■ Directions: The records below are to be reproduced exactly, with the pictures left out.

* * * * * * * * *

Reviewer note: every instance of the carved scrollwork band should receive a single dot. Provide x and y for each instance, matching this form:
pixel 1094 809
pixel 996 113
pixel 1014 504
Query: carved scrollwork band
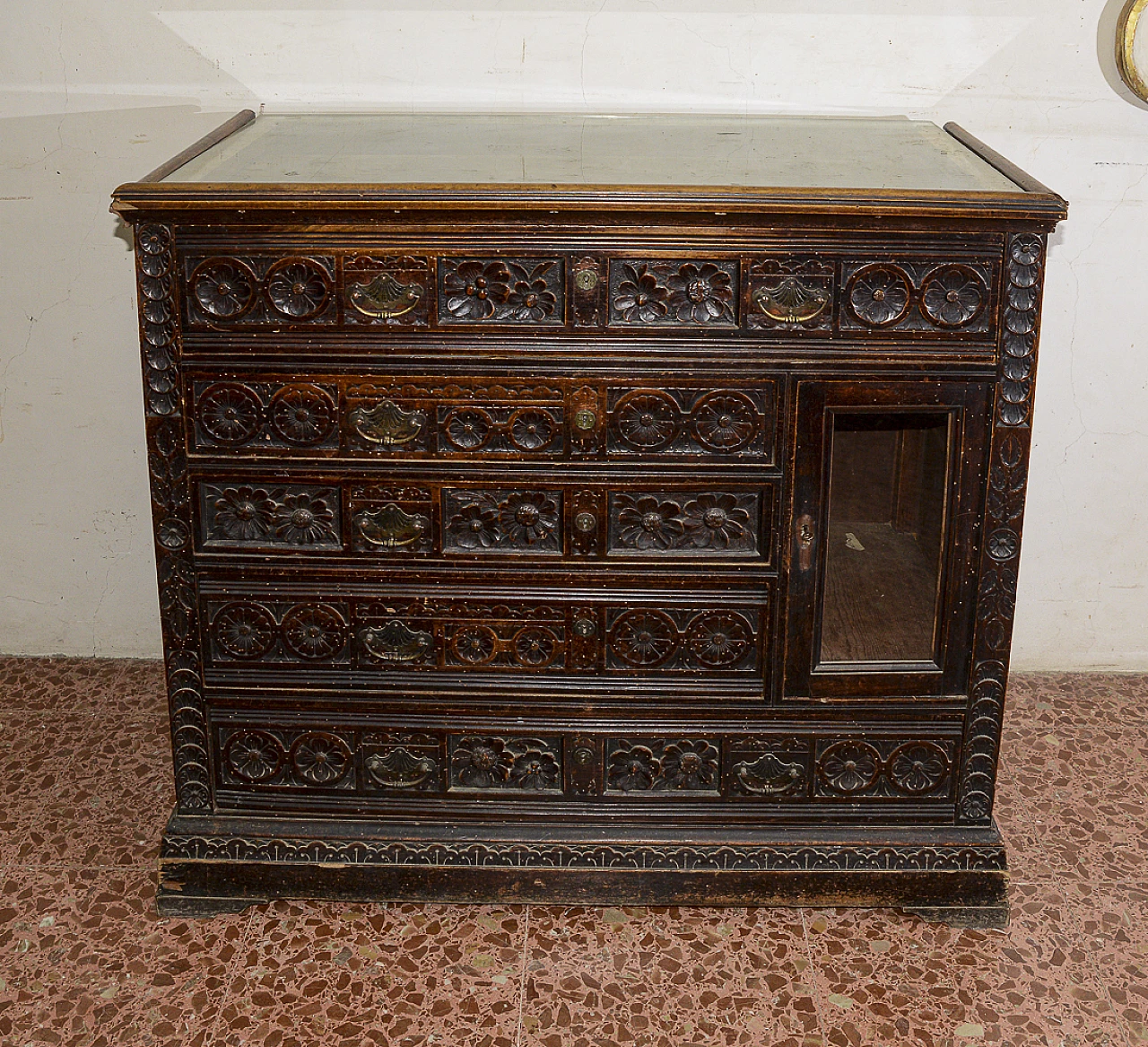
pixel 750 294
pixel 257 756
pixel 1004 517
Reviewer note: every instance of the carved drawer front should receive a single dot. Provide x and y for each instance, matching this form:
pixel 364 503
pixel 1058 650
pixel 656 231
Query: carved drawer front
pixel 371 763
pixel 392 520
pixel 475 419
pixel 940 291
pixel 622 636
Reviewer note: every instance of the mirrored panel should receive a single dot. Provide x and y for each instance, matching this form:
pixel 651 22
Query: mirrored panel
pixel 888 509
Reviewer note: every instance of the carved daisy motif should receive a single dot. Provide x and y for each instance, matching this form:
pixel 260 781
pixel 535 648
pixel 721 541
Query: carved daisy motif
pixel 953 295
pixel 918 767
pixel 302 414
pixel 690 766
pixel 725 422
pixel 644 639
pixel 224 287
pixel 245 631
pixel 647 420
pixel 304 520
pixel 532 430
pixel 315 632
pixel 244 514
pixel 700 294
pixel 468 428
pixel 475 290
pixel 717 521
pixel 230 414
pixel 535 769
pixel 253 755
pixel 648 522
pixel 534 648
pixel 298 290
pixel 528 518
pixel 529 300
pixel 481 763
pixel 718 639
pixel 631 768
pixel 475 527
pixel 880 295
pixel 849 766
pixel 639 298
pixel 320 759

* * * * * * * * *

■ Exercise solution:
Reviewer note: every instance of the carved scrollwork band should receive a single dot. Provide x and y for each instance, matching this form:
pixel 1094 809
pixel 996 113
pixel 1014 504
Query: carved scrollwork band
pixel 750 294
pixel 257 756
pixel 1004 517
Reviewer note: every instance of the carved drawer front should receive a single dot. Provide x and y for each instance, matching this form:
pixel 364 503
pixel 1058 650
pixel 656 231
Query: carved drawer front
pixel 371 763
pixel 392 520
pixel 475 419
pixel 940 291
pixel 622 636
Reviewer note: every instance of the mirrored panel should receive a single dot. Provide x and y for each instance, matching this form:
pixel 651 22
Query: mirrored panel
pixel 888 509
Reviewer note: every instance of the carved daisy motif should receive a single dot. Provide x and y for each instance, matching this form:
pixel 260 781
pixel 535 648
pixel 721 541
Query: carved daisy motif
pixel 953 295
pixel 918 767
pixel 302 414
pixel 690 766
pixel 725 422
pixel 644 639
pixel 224 287
pixel 245 631
pixel 647 420
pixel 304 520
pixel 532 430
pixel 315 632
pixel 244 514
pixel 700 294
pixel 468 428
pixel 475 290
pixel 717 521
pixel 230 414
pixel 535 769
pixel 253 755
pixel 648 522
pixel 534 648
pixel 298 290
pixel 528 518
pixel 529 300
pixel 481 763
pixel 718 639
pixel 631 768
pixel 475 527
pixel 880 295
pixel 849 766
pixel 639 298
pixel 320 759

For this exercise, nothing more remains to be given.